## WHAT IS NEEDED
Look below for the line that contains "the white building", then copy it and each following line exactly, through and including the line that contains "the green tree".

## WORKING DATA

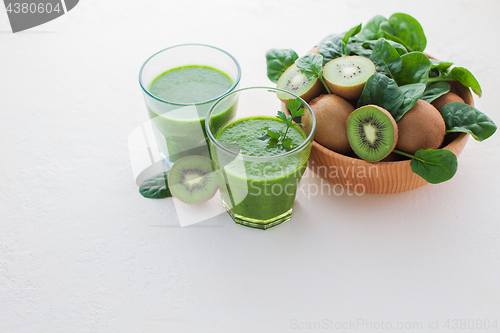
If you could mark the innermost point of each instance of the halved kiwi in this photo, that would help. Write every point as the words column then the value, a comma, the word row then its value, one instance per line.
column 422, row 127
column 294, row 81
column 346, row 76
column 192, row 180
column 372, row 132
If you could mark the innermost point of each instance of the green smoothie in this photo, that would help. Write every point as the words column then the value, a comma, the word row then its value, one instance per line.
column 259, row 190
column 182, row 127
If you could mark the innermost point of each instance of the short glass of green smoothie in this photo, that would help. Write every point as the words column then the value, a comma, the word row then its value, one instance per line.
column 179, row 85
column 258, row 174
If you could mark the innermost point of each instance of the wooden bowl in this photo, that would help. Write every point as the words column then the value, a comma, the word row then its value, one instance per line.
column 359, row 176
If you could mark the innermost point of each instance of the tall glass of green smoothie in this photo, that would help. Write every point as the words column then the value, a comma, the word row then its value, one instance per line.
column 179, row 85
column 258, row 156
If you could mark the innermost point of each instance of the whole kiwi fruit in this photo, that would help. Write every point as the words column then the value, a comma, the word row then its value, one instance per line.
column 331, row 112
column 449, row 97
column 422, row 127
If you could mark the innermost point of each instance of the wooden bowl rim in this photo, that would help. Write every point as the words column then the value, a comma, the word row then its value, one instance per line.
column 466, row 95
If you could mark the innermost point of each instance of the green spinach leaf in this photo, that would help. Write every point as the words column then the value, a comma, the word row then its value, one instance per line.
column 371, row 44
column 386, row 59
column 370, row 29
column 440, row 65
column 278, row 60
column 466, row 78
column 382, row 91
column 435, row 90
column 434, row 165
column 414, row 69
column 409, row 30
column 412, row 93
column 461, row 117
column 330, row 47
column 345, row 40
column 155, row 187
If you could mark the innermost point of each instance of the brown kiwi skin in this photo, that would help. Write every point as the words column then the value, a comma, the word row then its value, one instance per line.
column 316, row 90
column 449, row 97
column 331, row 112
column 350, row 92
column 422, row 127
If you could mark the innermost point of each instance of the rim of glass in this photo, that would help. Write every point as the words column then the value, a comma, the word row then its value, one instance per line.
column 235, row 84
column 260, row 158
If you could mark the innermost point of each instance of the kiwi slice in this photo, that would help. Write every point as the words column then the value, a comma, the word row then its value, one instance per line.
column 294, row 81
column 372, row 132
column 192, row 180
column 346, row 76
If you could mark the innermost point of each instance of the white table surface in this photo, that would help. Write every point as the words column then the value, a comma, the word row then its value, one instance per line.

* * *

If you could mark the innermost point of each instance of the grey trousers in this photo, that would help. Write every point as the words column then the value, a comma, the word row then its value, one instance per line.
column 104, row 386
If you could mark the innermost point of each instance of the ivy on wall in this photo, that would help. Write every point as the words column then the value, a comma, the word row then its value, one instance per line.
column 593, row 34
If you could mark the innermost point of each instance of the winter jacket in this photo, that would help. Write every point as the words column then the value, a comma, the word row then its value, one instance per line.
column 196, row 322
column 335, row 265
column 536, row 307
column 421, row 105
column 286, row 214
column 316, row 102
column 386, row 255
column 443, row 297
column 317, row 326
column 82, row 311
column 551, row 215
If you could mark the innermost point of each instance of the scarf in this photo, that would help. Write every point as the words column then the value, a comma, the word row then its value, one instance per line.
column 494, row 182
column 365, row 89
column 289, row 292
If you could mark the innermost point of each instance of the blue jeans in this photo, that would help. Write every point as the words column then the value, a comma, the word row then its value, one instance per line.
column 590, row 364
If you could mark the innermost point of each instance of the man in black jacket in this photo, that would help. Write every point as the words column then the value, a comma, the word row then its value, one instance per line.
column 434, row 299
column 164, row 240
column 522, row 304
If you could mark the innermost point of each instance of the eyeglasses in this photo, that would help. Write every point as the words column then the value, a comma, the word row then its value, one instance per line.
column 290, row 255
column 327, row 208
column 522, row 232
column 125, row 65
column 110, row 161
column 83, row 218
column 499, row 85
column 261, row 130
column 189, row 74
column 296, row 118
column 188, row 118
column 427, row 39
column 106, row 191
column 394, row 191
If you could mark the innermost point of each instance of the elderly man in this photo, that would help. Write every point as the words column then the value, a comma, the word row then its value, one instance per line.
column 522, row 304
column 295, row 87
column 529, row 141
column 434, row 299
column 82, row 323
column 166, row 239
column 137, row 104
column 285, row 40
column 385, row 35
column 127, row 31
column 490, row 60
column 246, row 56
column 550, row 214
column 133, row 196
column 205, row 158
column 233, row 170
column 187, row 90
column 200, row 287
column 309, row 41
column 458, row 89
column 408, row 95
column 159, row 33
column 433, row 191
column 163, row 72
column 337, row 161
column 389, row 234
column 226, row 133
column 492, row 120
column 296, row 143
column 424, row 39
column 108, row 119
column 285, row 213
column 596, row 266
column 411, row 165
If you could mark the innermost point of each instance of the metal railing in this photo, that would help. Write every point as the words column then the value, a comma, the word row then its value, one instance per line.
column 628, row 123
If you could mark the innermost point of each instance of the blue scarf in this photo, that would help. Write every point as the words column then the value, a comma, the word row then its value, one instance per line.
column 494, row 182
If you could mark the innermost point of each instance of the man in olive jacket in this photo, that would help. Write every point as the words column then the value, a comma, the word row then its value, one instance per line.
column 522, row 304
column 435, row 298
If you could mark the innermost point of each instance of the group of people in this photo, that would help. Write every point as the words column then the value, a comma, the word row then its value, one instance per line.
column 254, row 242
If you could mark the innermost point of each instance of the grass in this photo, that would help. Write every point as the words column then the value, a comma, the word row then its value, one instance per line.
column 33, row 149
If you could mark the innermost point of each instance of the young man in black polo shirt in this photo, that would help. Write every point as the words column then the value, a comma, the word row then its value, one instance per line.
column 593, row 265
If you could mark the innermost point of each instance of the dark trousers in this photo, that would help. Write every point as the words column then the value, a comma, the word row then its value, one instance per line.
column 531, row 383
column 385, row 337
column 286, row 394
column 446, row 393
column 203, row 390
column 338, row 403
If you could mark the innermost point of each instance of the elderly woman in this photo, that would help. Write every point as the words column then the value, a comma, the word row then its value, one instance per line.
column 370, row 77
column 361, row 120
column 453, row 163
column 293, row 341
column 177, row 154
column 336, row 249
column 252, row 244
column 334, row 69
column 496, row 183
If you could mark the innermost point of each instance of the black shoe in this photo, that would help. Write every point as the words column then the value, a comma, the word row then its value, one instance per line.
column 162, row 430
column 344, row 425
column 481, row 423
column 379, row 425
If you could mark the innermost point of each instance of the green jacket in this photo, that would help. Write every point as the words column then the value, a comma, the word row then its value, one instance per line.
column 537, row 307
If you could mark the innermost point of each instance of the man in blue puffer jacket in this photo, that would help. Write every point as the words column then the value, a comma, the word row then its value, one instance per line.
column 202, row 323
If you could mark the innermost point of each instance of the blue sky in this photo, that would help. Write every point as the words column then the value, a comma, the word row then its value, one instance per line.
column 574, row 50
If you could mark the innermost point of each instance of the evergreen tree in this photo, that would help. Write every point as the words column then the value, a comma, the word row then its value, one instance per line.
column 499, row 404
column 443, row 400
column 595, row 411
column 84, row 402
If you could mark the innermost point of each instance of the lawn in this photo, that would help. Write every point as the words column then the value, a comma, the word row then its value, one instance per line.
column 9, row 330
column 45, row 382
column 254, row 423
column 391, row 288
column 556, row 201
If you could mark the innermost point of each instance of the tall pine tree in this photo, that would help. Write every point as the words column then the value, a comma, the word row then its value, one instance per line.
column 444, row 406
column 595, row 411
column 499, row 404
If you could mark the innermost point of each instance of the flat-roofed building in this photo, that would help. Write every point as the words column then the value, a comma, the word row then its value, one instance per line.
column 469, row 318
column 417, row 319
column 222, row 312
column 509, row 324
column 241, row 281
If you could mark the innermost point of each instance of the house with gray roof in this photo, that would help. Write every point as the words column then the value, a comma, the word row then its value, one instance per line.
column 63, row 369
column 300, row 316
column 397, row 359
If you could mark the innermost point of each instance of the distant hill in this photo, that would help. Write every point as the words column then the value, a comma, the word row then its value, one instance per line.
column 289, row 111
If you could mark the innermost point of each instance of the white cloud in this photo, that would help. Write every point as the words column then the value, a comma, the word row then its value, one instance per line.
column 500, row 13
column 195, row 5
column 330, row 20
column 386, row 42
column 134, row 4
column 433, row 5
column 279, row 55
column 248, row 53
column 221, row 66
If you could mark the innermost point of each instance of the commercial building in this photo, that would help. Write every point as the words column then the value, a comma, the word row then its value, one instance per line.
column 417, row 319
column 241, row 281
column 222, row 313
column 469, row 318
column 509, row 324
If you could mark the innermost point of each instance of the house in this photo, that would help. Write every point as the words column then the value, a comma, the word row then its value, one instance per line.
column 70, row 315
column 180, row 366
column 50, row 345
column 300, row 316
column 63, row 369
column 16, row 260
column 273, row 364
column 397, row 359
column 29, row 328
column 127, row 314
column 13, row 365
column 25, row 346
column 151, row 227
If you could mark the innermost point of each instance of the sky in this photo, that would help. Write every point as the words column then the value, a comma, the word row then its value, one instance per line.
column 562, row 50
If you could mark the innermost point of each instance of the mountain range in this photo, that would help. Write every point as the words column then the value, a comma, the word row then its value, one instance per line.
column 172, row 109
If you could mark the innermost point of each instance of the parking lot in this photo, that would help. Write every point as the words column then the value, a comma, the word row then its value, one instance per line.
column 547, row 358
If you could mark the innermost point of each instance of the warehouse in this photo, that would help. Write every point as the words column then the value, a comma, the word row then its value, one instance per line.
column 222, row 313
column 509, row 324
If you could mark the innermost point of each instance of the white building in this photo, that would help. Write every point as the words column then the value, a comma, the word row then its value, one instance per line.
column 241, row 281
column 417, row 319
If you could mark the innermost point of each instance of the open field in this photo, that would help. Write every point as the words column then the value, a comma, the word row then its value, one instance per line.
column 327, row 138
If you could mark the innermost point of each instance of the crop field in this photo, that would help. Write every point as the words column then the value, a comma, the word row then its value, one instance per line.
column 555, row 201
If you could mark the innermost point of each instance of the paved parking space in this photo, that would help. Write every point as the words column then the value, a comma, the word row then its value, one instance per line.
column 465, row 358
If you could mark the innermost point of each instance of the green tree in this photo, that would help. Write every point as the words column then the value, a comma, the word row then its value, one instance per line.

## RESULT FOR THIS EXERCISE
If you could mark the innermost point of each instance of the white building in this photo, that would help. Write every point as the words column then the value, a comma, the word row then its value, one instance per line.
column 241, row 281
column 417, row 319
If you could mark the innermost point of each instance of the open field in this photo, that would help. Write every point as the words column then the value, a comma, the word row then its value, one instance per line.
column 327, row 138
If you could mark the innermost point of each instance of the crop field in this photo, that would help. Write every point as the words column then the value, a comma, the word row then its value, one instance per line.
column 555, row 201
If you could mark the innermost point of each instance of the paved parking space in this photo, that would help. Write every point as the words column then the value, a comma, the word row then its value, one instance per line.
column 465, row 358
If you could mark the innermost point of each instance of the green tree in this photo, that would help. Write every point as the words column then the value, a comma, the word row then its value, one instance per line.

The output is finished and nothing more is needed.